• **Assignment**: Line by line, retype the whole listing exactly.

★ ★ ★ ★ ★

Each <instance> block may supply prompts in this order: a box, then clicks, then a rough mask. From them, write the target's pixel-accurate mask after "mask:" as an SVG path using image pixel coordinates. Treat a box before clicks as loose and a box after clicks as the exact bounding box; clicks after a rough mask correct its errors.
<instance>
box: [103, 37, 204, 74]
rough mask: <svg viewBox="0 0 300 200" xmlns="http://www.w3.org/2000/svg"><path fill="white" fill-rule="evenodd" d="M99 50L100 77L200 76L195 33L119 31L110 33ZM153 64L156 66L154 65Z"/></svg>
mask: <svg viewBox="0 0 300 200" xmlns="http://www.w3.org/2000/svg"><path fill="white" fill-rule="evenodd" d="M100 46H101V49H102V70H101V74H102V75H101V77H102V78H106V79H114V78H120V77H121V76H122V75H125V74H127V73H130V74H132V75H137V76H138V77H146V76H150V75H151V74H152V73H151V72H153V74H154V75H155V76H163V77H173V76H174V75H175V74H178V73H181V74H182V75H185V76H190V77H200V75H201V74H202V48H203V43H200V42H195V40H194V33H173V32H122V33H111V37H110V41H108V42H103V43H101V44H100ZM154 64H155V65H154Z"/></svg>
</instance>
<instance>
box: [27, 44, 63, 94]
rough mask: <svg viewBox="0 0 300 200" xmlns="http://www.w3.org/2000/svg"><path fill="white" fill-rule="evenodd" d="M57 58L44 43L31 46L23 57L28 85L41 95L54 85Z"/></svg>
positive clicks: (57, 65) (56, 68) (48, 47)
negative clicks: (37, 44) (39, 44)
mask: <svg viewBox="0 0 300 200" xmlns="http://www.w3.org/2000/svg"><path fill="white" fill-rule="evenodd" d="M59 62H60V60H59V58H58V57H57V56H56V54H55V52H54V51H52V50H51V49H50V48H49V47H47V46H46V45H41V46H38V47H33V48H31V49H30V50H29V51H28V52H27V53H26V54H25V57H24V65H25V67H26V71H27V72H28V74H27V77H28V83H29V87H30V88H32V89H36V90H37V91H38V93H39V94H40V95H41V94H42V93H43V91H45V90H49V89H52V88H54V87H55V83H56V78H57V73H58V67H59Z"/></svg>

★ ★ ★ ★ ★

• **The completed task**:
Each <instance> block may supply prompts in this order: a box, then clicks, then a rough mask. From them, write the target's pixel-accurate mask after "mask:" as an SVG path using image pixel coordinates. Treat a box before clicks as loose and a box after clicks as the exact bounding box; clicks after a rough mask correct its errors.
<instance>
box: [103, 37, 204, 74]
rough mask: <svg viewBox="0 0 300 200" xmlns="http://www.w3.org/2000/svg"><path fill="white" fill-rule="evenodd" d="M99 50L100 77L200 76L195 33L119 31L110 33ZM153 64L156 66L154 65Z"/></svg>
mask: <svg viewBox="0 0 300 200" xmlns="http://www.w3.org/2000/svg"><path fill="white" fill-rule="evenodd" d="M100 46H101V49H102V70H101V74H102V75H101V77H102V78H106V79H114V78H120V77H121V76H122V75H125V74H127V73H130V74H132V75H137V76H138V77H146V76H150V75H151V74H152V73H151V72H153V74H154V75H155V76H163V77H173V76H174V75H175V74H178V73H181V74H182V75H185V76H190V77H200V75H201V74H202V48H203V43H200V42H195V40H194V33H173V32H122V33H111V37H110V41H108V42H103V43H101V44H100ZM154 64H155V65H154Z"/></svg>
</instance>
<instance>
box: [27, 44, 63, 94]
rough mask: <svg viewBox="0 0 300 200" xmlns="http://www.w3.org/2000/svg"><path fill="white" fill-rule="evenodd" d="M57 58L44 43L31 46L23 57L28 85L41 95L54 85Z"/></svg>
positive clicks: (57, 65) (56, 68) (48, 47)
negative clicks: (37, 44) (39, 44)
mask: <svg viewBox="0 0 300 200" xmlns="http://www.w3.org/2000/svg"><path fill="white" fill-rule="evenodd" d="M59 62H60V60H59V58H58V57H57V56H56V54H55V52H54V51H52V50H51V49H50V48H49V47H47V46H46V45H41V46H38V47H33V48H31V49H30V50H29V51H28V52H27V53H26V54H25V57H24V65H25V67H26V71H27V72H28V74H27V77H28V83H29V87H30V88H32V89H36V90H37V91H38V93H39V94H40V95H41V94H42V93H43V91H45V90H49V89H52V88H54V87H55V83H56V78H57V73H58V67H59Z"/></svg>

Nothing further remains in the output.